Recast the listing below, from its start through the line containing "positive clicks: (193, 124) (139, 132)", as a Markdown table with the columns Row and Line, numbering each row and leaving out blank lines. Omit the pictures from the table.

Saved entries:
#####

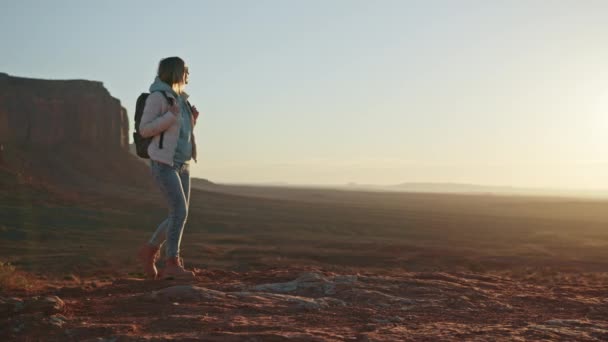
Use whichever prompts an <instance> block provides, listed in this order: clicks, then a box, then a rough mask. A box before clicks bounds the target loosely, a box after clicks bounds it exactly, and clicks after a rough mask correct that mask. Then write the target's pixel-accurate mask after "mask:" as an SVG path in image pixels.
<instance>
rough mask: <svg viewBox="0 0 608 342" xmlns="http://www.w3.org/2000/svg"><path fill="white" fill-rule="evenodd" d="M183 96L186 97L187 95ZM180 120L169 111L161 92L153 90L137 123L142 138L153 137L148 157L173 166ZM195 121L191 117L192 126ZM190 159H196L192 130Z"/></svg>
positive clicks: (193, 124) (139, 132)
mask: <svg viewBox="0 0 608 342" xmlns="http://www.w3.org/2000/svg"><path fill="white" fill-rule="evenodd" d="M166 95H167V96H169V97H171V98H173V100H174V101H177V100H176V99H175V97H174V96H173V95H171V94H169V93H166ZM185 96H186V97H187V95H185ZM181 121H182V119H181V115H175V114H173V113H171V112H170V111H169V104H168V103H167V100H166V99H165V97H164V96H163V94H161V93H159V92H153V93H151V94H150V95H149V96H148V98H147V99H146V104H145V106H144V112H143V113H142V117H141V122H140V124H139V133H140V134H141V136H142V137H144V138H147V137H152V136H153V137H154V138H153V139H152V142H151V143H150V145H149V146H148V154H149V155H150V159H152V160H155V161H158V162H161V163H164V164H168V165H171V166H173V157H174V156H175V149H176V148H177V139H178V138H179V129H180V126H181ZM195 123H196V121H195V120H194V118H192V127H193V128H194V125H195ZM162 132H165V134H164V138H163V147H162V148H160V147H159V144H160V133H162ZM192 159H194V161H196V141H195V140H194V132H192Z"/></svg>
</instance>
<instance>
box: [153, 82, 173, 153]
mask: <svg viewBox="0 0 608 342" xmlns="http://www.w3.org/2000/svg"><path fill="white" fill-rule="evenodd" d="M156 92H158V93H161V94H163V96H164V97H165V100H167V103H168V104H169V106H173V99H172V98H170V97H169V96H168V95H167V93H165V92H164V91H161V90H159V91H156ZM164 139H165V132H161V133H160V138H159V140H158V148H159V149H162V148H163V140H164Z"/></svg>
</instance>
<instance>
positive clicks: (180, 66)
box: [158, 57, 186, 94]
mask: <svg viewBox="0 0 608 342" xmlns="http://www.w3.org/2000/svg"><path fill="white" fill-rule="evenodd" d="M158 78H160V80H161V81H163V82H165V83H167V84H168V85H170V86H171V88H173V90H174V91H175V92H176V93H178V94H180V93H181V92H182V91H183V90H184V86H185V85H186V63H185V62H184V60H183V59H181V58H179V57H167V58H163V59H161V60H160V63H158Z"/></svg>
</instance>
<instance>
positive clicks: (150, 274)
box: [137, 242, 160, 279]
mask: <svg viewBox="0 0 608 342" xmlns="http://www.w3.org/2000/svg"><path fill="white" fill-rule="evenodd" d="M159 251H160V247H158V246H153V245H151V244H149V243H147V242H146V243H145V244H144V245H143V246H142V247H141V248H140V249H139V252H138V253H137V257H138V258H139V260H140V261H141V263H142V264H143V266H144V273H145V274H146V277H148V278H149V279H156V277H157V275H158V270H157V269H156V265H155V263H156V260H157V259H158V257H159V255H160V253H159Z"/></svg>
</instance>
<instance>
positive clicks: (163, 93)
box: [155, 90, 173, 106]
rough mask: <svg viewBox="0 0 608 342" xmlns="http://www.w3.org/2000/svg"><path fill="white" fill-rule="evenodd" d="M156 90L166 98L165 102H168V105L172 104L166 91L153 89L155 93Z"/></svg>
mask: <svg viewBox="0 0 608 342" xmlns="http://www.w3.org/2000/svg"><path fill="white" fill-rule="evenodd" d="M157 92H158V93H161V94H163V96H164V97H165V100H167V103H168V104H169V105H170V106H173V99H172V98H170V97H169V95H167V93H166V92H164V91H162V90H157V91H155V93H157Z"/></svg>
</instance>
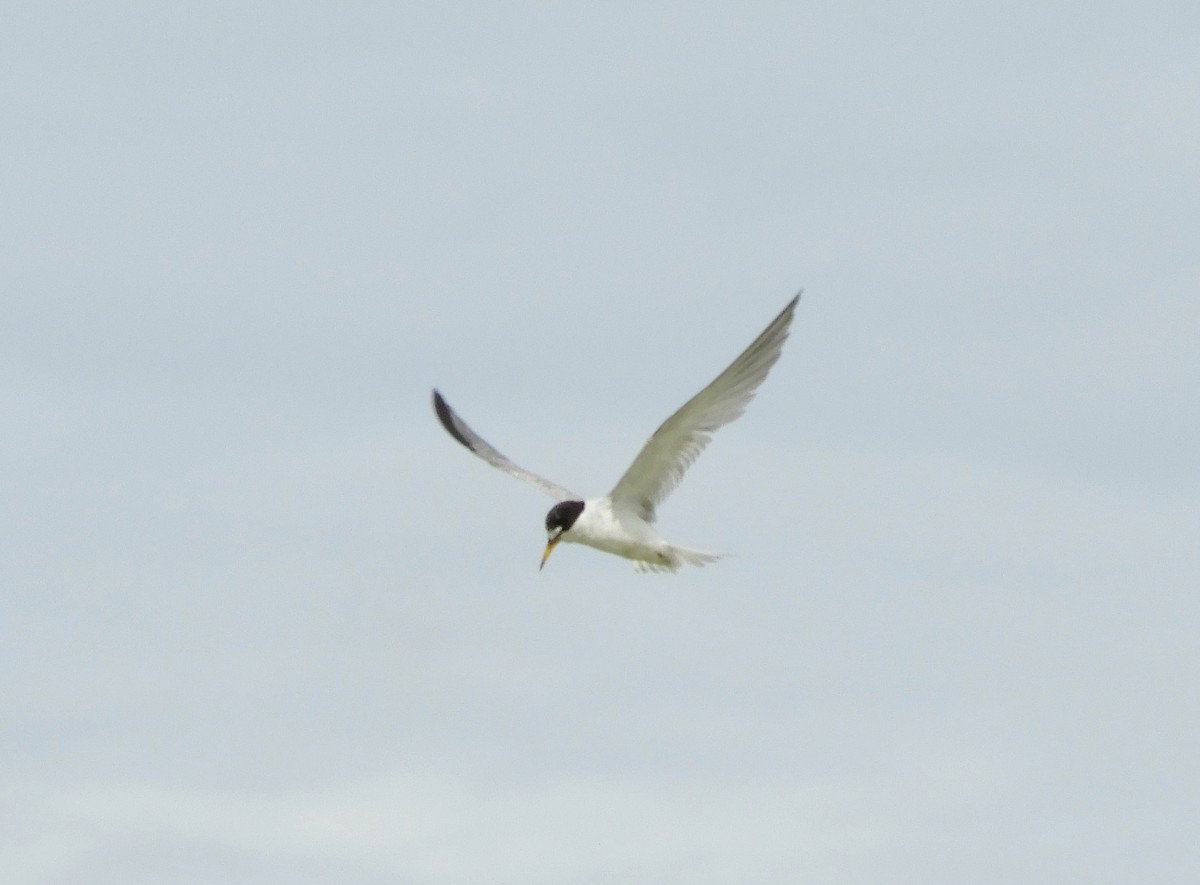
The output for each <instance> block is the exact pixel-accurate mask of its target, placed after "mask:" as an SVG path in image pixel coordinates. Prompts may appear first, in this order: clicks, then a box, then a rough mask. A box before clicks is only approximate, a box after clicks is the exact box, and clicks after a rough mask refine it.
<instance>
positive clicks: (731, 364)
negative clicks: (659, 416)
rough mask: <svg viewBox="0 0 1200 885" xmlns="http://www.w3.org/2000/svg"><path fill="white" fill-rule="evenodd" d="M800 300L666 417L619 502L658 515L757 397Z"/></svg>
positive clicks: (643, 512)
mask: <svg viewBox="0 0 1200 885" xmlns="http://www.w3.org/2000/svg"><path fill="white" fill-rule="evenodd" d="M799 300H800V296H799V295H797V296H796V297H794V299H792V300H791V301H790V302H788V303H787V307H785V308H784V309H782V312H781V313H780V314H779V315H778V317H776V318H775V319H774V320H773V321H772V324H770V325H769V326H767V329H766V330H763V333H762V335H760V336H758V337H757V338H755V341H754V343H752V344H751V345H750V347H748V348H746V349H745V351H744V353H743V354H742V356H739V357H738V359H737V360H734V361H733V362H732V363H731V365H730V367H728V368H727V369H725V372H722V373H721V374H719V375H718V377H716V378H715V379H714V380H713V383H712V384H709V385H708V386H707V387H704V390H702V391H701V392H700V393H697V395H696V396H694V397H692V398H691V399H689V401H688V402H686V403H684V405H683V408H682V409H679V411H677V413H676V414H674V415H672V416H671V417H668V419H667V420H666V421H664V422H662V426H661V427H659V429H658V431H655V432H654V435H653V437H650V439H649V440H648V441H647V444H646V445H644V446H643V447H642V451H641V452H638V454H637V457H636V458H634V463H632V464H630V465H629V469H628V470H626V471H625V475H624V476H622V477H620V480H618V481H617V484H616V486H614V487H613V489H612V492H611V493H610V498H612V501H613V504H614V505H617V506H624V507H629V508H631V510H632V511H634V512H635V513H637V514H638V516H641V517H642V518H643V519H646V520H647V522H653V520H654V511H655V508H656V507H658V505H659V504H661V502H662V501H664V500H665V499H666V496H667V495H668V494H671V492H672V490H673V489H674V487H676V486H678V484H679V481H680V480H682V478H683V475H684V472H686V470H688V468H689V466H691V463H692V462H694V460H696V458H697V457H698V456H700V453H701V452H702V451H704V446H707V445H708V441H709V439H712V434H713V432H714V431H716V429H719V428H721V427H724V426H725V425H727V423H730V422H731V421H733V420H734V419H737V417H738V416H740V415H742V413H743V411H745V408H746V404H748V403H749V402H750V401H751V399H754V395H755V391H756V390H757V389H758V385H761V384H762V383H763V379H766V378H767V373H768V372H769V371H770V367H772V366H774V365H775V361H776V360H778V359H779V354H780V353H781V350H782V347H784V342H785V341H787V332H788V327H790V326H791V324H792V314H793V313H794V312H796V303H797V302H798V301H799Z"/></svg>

#####

- _Exercise answer_
| Row | Line |
|---|---|
| 1 | Use whichever prompts an <instance> block provides, listed in this order: clicks, then a box, then a rough mask. A box before clicks bounds the target loosely, a box after clicks bounds it exactly, and clicks after a rough mask correct that mask. Then write the target's pixel-accurate mask after "mask:" as an SVG path in image pixels. |
| 2 | <instance> |
| 3 | rough mask: <svg viewBox="0 0 608 342" xmlns="http://www.w3.org/2000/svg"><path fill="white" fill-rule="evenodd" d="M183 96L186 97L187 95ZM180 120L169 111L161 92L153 90L137 123L142 138L153 137L148 157L173 166ZM195 121L191 117L192 126ZM190 159H196L192 130Z"/></svg> |
| 4 | positive clicks: (193, 124) (139, 132) |